TASKS TO COMPLETE
1 - Repeat the passage of the purchase contract guide from "by Brian Berman" to "in your area.", swapping "stress level" for "anxiety level".
2 - Pick up the purchase contract guide where it ends and keep writing it.

READING TEXT
Purchase Contract Guide

by Brian Berman on February 25, 2010

Home purchase can be become much more complex than the average individual expects.  Certain aspects of the contract can have a significant impact not only on the success of your purchase transaction, but on your stress level as well. Below are some of the important items you should be aware of, that require you to make decisions as a buyer entering into a purchase contract.  At Mortgage Atlanta, we always recommend using a qualified Realtor to assist you in buying a home.  If you do not have a realtor or are not satisfied with one that you have worked with give us a call and we can recommend a realtor we have worked with in the past in your area.  

Pre-Approval and Pre-Qualification

Before you go out and see home with your realtor you need to speak with a mortgage specialist to be pre-qualified.  During this process your loan specialist will ask you a series of questions, check your credit and discuss with you your financing needs.  They will work with you to determine How much can you afford? and What price house you should look at!  A letter or email should be sent to your realtor once this is complete.  
Sellers can be leery of the stability and reliability of the buyer if the buyer is only capable of making a down payment of 10% or less. This can cause the buyer to lose a significant amount of negotiating ability, by being perceived as a weak buyer rather than a strong one. When working with Mortgage Atlanta, when you are ready to make an offer, a Pre-Approval letter is drafted for the property you are making an offer on.  Sometimes before the pre-approval letter is drafter your loan officer will ask you for items off of the What’s Needed list.  It is a good idea to send these to your loan officer as soon as possible.

DATASET ENTRIES

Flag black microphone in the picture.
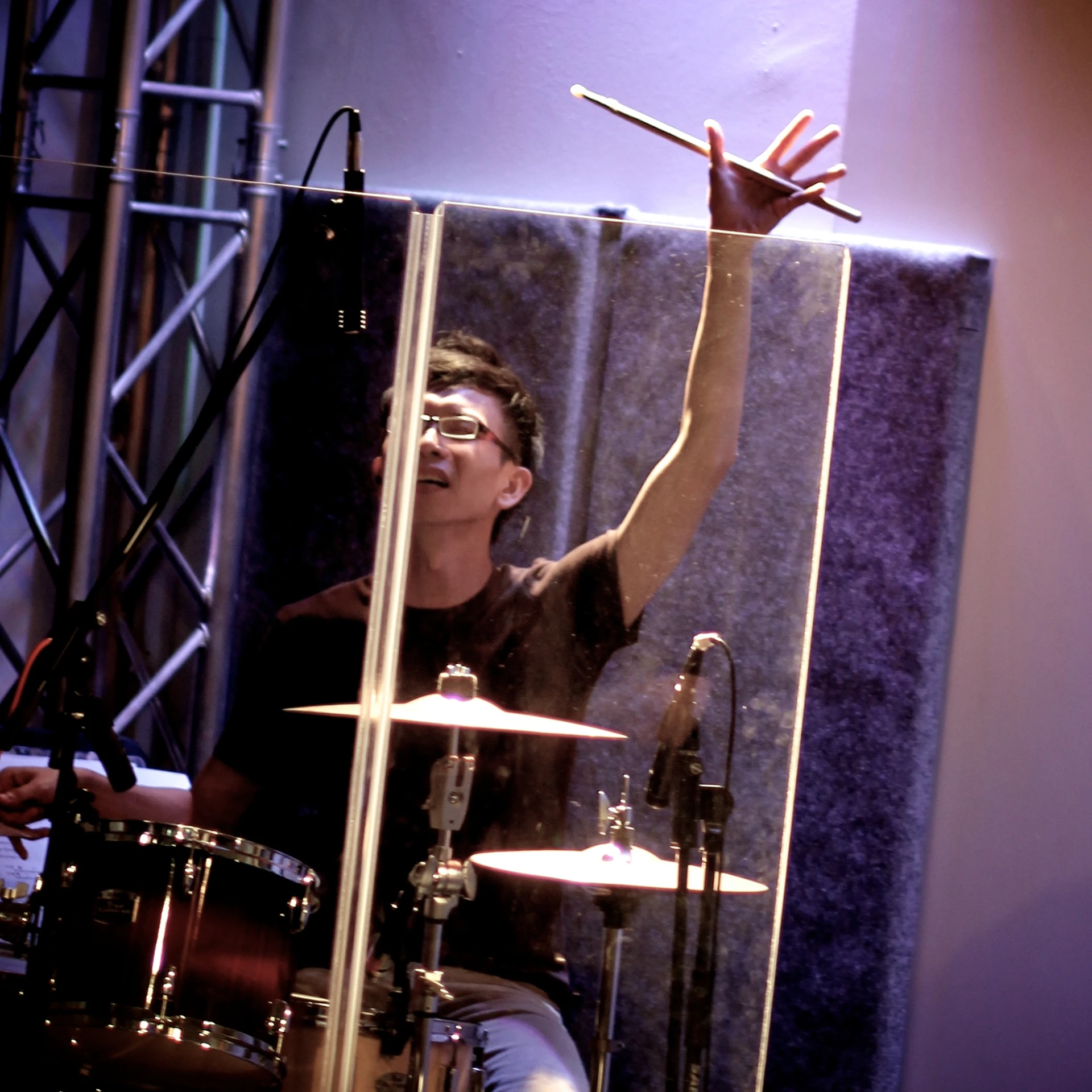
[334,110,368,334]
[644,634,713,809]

--

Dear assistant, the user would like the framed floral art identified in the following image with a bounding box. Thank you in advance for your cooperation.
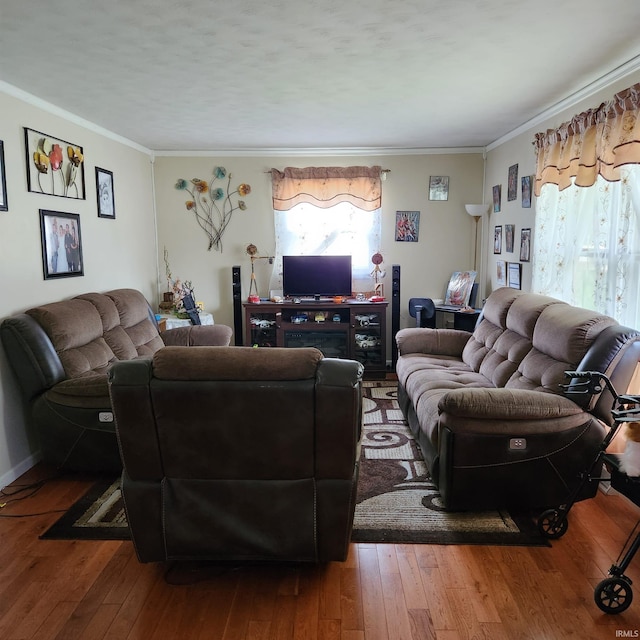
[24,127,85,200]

RESULTS FOR EACH TASK
1 -
by Brian Berman on February 25, 2010

Home purchase can be become much more complex than the average individual expects.  Certain aspects of the contract can have a significant impact not only on the success of your purchase transaction, but on your anxiety level as well. Below are some of the important items you should be aware of, that require you to make decisions as a buyer entering into a purchase contract.  At Mortgage Atlanta, we always recommend using a qualified Realtor to assist you in buying a home.  If you do not have a realtor or are not satisfied with one that you have worked with give us a call and we can recommend a realtor we have worked with in the past in your area.

2 -
Contract Period

The contract period is the period of time in which all due diligence must be completed, including obtaining loan approval, property appraisal, home inspection reports, termite inspection, etc. Give yourself enough time for all due diligence to be completed for this very important purchase you are about to make. Typically, purchase contracts are drawn up for a period of 30, 45 or 60 days. However, while it is not typical, a purchase contract can be written for a term in excess of 60 days if the parties involved need that long of a period to complete all aspects of due diligence.

Loan or Financing Contingency

Loan contingency is the period of time the seller is giving you to obtain full, formal loan approval. Always include a financing contingency when making your offer!  In the unlikely event your loan is turned down or your loan terms change this contingency gives you specific rights to cancel the contract without costing you money! 

Always ask you loan officer how many days they will need for this contingency.  Typically, in a normal market, this should be between 15 and 30 days. The earnest money deposit you make at the time the offer is accepted will be put in jeopardy once the contingency for the loan has expired. If you do not purchase the home after the contingency period has elapse, you could lose your earnest money deposit and not have the failure of obtaining loan approval to lean on as an excuse. Written pre-approval will help to eliminate problems in this area. Please note: pre-approval is not the same as pre-qualification.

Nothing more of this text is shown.